Instruction:
Format each line of all the items below as a numbered list, omitting any blank lines.

** begin Data provided **

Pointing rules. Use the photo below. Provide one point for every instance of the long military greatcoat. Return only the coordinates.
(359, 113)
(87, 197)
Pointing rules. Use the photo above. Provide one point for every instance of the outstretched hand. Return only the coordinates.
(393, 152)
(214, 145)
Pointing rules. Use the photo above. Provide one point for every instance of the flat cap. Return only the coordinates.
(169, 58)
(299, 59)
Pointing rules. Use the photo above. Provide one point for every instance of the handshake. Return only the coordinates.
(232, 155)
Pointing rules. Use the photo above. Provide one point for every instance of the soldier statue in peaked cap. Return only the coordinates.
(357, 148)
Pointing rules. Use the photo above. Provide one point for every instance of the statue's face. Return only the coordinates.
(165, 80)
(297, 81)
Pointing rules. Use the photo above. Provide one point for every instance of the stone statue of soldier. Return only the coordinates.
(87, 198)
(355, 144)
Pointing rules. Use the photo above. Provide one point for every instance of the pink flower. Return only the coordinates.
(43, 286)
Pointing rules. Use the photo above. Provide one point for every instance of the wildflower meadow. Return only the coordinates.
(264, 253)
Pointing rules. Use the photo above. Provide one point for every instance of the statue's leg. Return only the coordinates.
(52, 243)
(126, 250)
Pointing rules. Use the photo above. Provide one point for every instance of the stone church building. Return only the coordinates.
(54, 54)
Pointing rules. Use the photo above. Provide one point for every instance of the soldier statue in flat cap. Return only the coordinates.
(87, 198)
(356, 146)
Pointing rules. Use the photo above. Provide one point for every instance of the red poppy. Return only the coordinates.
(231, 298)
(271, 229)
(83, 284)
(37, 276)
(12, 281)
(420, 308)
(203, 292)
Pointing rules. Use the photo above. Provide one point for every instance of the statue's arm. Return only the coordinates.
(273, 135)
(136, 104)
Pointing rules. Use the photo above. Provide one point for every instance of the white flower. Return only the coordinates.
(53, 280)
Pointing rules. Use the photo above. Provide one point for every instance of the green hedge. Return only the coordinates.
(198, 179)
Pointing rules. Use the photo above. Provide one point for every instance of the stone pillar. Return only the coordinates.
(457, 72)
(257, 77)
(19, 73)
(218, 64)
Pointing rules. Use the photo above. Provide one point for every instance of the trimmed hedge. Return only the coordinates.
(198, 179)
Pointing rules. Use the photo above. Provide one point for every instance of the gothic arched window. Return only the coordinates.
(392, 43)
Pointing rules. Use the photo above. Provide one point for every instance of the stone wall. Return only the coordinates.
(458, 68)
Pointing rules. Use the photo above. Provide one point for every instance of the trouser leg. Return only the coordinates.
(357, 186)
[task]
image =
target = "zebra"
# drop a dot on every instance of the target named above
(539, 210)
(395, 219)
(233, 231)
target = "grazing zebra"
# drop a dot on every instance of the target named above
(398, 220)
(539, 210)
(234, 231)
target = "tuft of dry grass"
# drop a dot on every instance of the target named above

** end Data provided **

Written solution:
1. Pointing rules. Use the photo below. Provide one point for every instance of the long military greatcoat. Return only the coordinates.
2. (359, 113)
3. (87, 197)
4. Pointing rules. Use the photo above. Provide one point for every instance of the outstretched hand. Return only the coordinates.
5. (393, 152)
6. (214, 145)
7. Pointing rules. Use the photo above. Provide one point for every instance of the flat cap. Return only the coordinates.
8. (169, 58)
9. (299, 59)
10. Pointing rules. Use the photo above. Provide one point for every instance of the handshake. Return only the coordinates.
11. (232, 155)
12. Pointing rules. Use the photo above. Provide one point for every instance of the soldier statue in peaked cap. Return only the coordinates.
13. (357, 148)
14. Pointing rules. Use the photo above. Provide one point for every instance of the statue's face. Return only the coordinates.
15. (165, 80)
16. (297, 81)
17. Pointing rules. Use the photo above. Provide one point for every instance of the stone statue of soldier. Return only the coordinates.
18. (87, 198)
19. (355, 144)
20. Pointing rules. Use the photo above. Provide one point for every instance of the pink flower. Return only the coordinates.
21. (43, 286)
22. Pointing rules. Use the photo above. Provide one point for every instance of the wildflower meadow. Return only the coordinates.
23. (264, 253)
24. Pointing rules. Use the photo above. Provide one point for every instance of the statue's leg. Return only the coordinates.
25. (52, 243)
26. (126, 250)
27. Pointing rules. Use the photo above. Provide one point for every instance of the stone church building. Return only the coordinates.
28. (54, 54)
29. Pointing rules. Use the photo above. Provide one point for every instance of the soldier statue in flat cap. Return only the coordinates.
30. (87, 198)
31. (356, 146)
32. Pointing rules. Use the photo above. Provide one point for every instance of the red poppy. Return only the coordinates.
33. (231, 298)
34. (271, 229)
35. (83, 284)
36. (37, 276)
37. (12, 281)
38. (420, 308)
39. (203, 292)
40. Pointing rules. Use the photo above. Provide one point for every instance of the statue's arm. Return only the coordinates.
41. (273, 135)
42. (136, 104)
43. Pointing rules. Use the photo above. Provide one point for every instance of the white flower. Return only the coordinates.
44. (53, 280)
45. Pointing rules. Use the photo above. Provide one point for every instance of the green hedge. Return only the coordinates.
46. (198, 179)
47. Pointing rules. Use the photo above. Provide one point for every instance of the stone pillar. Return only the coordinates.
48. (457, 72)
49. (257, 77)
50. (19, 73)
51. (218, 64)
52. Pointing rules. Use the photo above. Provide one point for every instance of the trimmed hedge. Return only the coordinates.
53. (198, 179)
54. Pointing rules. Use the photo above. Provide one point for every instance of the gothic arched window. Return only the coordinates.
55. (392, 43)
56. Pointing rules. Use the photo above. Provide one point for every instance of the stone wall. Return only the coordinates.
57. (458, 68)
58. Pointing rules. Use the photo above. Provide one point for every instance of the trouser leg. Return only the coordinates.
59. (357, 186)
60. [task]
61. image =
62. target = "zebra"
63. # drop a dot on every instance of the target named above
64. (539, 210)
65. (395, 219)
66. (233, 231)
67. target = "grazing zebra"
68. # drop a dot on every instance of the target named above
69. (398, 220)
70. (539, 210)
71. (234, 231)
72. target = "tuft of dry grass"
73. # drop a dot on every instance of the target named above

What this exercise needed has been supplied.